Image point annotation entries
** Start **

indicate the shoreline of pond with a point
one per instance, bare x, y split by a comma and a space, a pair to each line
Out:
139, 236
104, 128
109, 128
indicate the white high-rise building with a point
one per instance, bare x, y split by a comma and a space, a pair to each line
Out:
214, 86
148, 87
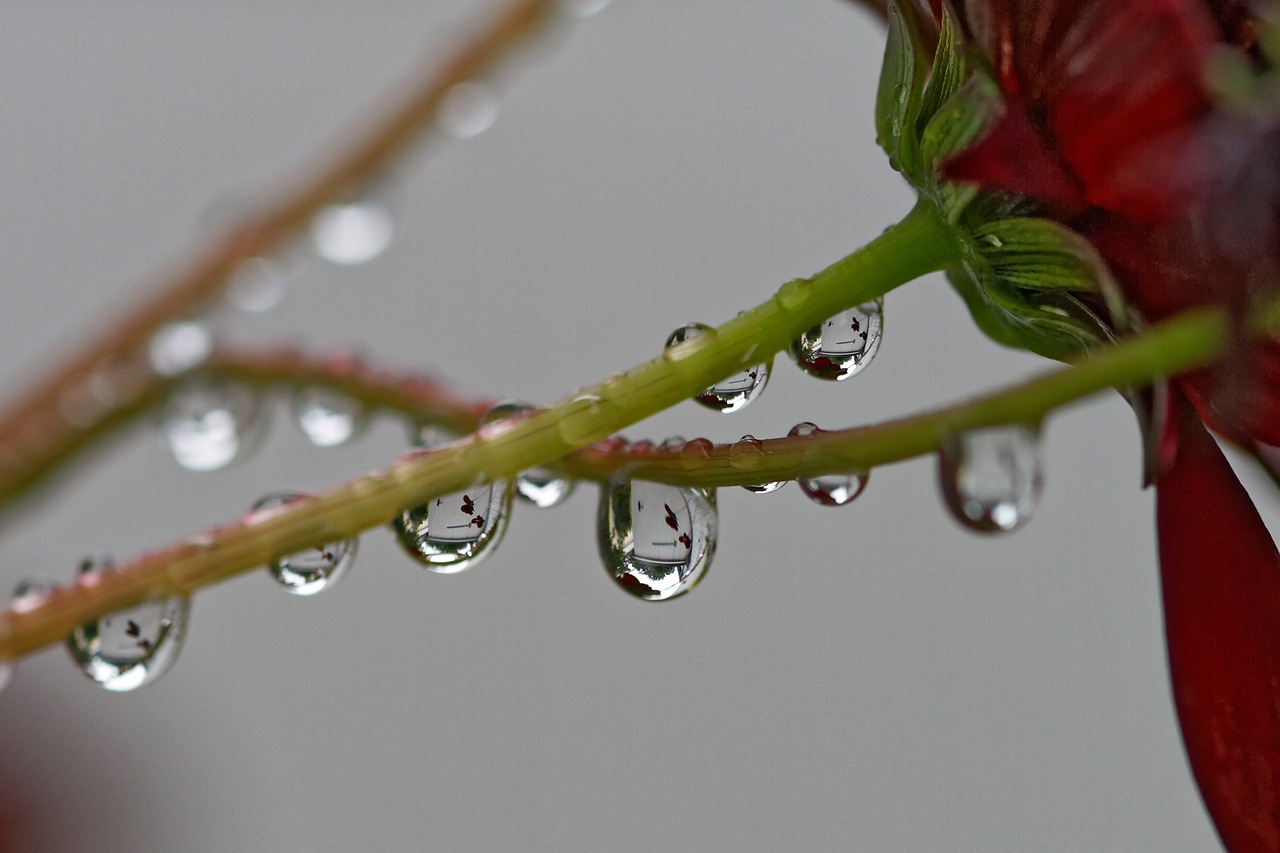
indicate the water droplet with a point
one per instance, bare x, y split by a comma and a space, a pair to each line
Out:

** End **

Work required: Please rewrite the material above with "indicate" swapped for "mark" everywhere and every other word kept as it is. Leave out the pictures.

The result:
mark the shoreline of pond with a point
one per instance, bare x, y split by a comma and a space, a pair to each line
Out:
139, 236
104, 128
109, 128
mark the white high-rise building with a point
one per instance, bare x, y split by a comma and a space, a pair to each line
Out:
214, 86
148, 87
mark the water droplet with a point
one per instance, bare x, y split by a comma and a space, a pair to each line
Out:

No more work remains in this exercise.